▸ **Written exercise**: The listing below is to be output in its exact form.

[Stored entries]
******

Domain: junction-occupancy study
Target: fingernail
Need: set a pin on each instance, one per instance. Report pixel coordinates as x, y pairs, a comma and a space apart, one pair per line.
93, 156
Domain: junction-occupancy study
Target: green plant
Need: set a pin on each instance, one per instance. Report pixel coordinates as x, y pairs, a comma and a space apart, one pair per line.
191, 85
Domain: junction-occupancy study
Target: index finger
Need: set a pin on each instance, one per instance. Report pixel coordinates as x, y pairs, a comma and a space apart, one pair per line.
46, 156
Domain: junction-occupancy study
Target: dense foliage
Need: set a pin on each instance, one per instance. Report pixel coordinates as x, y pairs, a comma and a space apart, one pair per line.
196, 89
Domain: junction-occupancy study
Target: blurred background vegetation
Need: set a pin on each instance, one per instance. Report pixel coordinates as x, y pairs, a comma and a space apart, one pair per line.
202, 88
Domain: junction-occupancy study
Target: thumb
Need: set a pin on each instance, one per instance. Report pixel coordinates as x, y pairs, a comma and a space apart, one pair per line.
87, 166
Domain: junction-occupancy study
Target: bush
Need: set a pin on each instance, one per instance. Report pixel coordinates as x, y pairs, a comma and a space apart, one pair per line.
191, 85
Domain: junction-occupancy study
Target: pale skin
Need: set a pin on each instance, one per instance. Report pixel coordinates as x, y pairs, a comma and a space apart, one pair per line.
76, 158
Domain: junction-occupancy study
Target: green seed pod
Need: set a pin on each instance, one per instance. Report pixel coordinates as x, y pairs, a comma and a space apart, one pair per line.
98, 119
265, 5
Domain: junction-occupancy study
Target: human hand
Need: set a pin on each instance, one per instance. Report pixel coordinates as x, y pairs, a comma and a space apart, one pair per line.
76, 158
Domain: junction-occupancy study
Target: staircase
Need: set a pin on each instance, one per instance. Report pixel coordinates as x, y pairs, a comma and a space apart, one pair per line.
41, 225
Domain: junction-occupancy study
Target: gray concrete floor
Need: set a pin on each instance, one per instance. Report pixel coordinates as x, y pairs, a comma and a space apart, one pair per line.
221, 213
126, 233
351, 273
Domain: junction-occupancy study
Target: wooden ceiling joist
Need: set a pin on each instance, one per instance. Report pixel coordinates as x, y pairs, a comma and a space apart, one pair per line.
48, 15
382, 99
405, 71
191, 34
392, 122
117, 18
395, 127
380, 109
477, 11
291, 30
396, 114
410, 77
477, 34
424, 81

******

▸ **Exercise result**:
Domain: junction-occupancy study
Target: fingernail
Need: set a pin on each instance, one per instance. Report pixel coordinates as x, y pairs, a comma and a space apart, one pair per line.
93, 156
Domain: junction-occupancy study
Target: green plant
Need: set a pin on each instance, one per instance. Report pixel coordinates as x, y pairs, a comma and a space apart, one pair per line.
191, 85
Domain: junction-occupancy study
Target: index finger
Need: set a pin on each instance, one per instance. Report pixel coordinates as x, y pairs, a comma and a space apart, one pair per line.
46, 156
Domain: junction-occupancy study
Target: dense foliage
Need: set a pin on each instance, one per instance. Report pixel coordinates as x, y pairs, a comma and a space apart, one pair per line.
196, 89
Domain: junction-occupancy study
Target: blurred background vegetation
Need: set a pin on each instance, one per instance. Report pixel coordinates as x, y pairs, a comma and a space apart, one pair per line.
202, 88
Domain: junction-occupancy study
Target: thumb
Need: set a pin on each instance, one per instance. Report pixel coordinates as x, y pairs, a comma and a space apart, one pair per line.
87, 166
Domain: junction-occupancy study
Target: bush
Need: set a pin on each instance, one per instance. Report pixel coordinates as x, y pairs, a comma and a space apart, one pair per line.
191, 85
Domain: junction-occupancy study
Target: pale skin
Need: set a pin on each instance, one per instance. Report pixel coordinates as x, y pairs, a comma and a space apart, one pair per line.
76, 158
Domain: junction-occupancy study
Target: green seed pod
Need: set a pin on each instance, one per instance. Report pixel coordinates as x, y pairs, a comma and a space apart, one pair per line.
98, 119
265, 5
Domain: junction-occupancy study
Target: human hand
Need: set a pin on each instance, one per instance. Report pixel coordinates as x, y pairs, a comma and a space apart, one pair per line.
76, 158
Domain: junction-occupancy study
Target: staircase
Need: set a pin on each instance, one per instance. Report pixel coordinates as x, y pairs, a comma and a space apart, one pair per line.
41, 225
Domain: junction-occupancy study
Target: gray concrete floor
Need: set a pin on each instance, one per instance. Report pixel coordinates as x, y pairs, a comma and a space apart, one pair per line.
221, 213
126, 233
351, 273
Domain: junction-occupancy study
Target: wooden ceiling joist
Need: set a pin on each instance, one per instance. Report pixel coordinates as x, y pairs, a comma and a space apart, one pair per line.
48, 15
382, 99
405, 71
191, 34
392, 122
117, 18
395, 127
380, 109
477, 11
291, 30
396, 114
410, 77
477, 34
424, 81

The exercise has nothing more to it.